* start Extract *

The Marais is the Paris district defined today by the borders of the 3rd and 4th arrondissements on the right bank of the Seine. On the west it is bordered by the rue Beaubourg on the north and the east by the great boulevards (formerly site of the Charles V wall) and on the south by the river.

This swampy area (marais - marécages) was used for grazing until the 9th century and cultivated from the 12th. In 1240 the Templar knights built themselves a fortified priory outside the Philippe Auguste wall on the north side of the Marais (the Temple). This attracted many artisans and traders who were happy to escape municipal taxes and the city guild restrictions. In the following centuries many religious establishments were also founded in the district, the convents of the Blancs-Manteaux, of Sainte-Croix-de-la-Bretonnerie and the Carmes-Billettes as well as the priory of Sainte-Catherine-du-Val-des-Écoliers.

In the 13th century Charles d'Anjou, King of Naples and Sicily, brother of Saint Louis, built himself a residence on the site of the current rue du roi de Sicile and rue de Sevigné. In 1361 King Charles V built a royal residence, the hôtel Saint-Pol, on the south side of the rue Saint-Antoine, the major thoroughfare of the Marais.

From the end of the 15th century to the end of the 17th the district came to be favored by the nobility, the noblesse de robe (high magistrates and government officers) and wealthy Parisians, particularly after the building of Place Royale (des Vosges) by Henri IV in 1606-12. The departure of the court to Versailles (1682) signals the decline of the district, which in the next 200 years will be taken over chiefly by craftsmen and workers who will transform the old aristocratic hôtels into apartments and workshops.

 

Hôtel de Sens

11, rue de l’Ave Maria, 75004.

 

Built 1475-1516

 

Commissioned by Tristan de Salazar archbishop of Sens (Burgundy) as his Paris residence. Until the 17c Paris was a mere bishopric and under the jurisdiction of the archbishops of Sens.

The exterior turrets, the double entrance with large gate for animals and a smaller for pedestrians, the tympanum above the gate, the narrow windows, the roof gable and crowning dormer windows are all typically late medieval features. The house has a fortress like appearance. Its plan is irregular and was clearly adapted to its site.

The only decoration is the carving of the dormer windows featuring gothic tracery, angels and the coat of arms of the archbishops, which includes a cross and a bishop’s hat.

The courtyard is fairly large with larger (mullioned) windows. The main entrance and spiral staircase were set in the corner tower, a survival of the medieval castle keep.

* end Extract *
* start Material provided *

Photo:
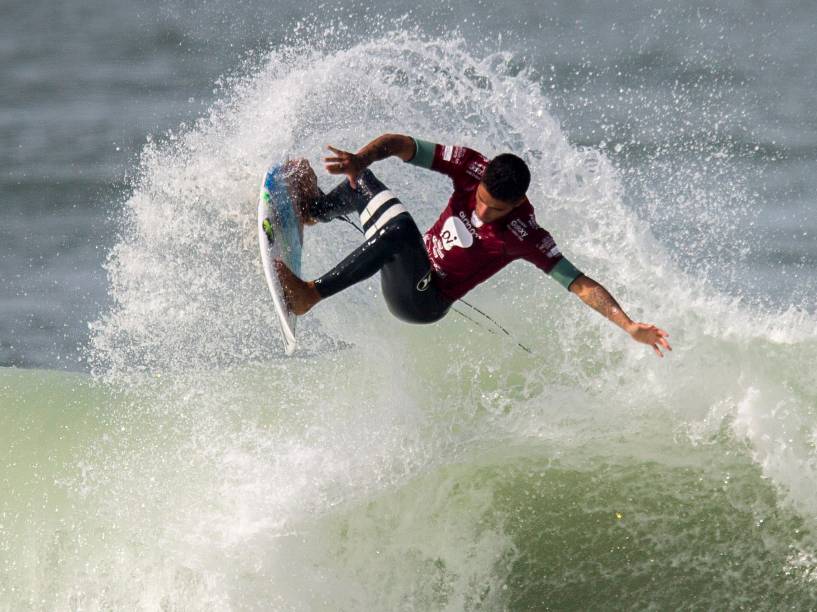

* end Material provided *

→ **What to produce**: Can you reproduce the passage on the Marais word for word, from "Built 1475-1516" to "to its site."?

→ **Final answer**:
Built 1475-1516

 

Commissioned by Tristan de Salazar archbishop of Sens (Burgundy) as his Paris residence. Until the 17c Paris was a mere bishopric and under the jurisdiction of the archbishops of Sens.

The exterior turrets, the double entrance with large gate for animals and a smaller for pedestrians, the tympanum above the gate, the narrow windows, the roof gable and crowning dormer windows are all typically late medieval features. The house has a fortress like appearance. Its plan is irregular and was clearly adapted to its site.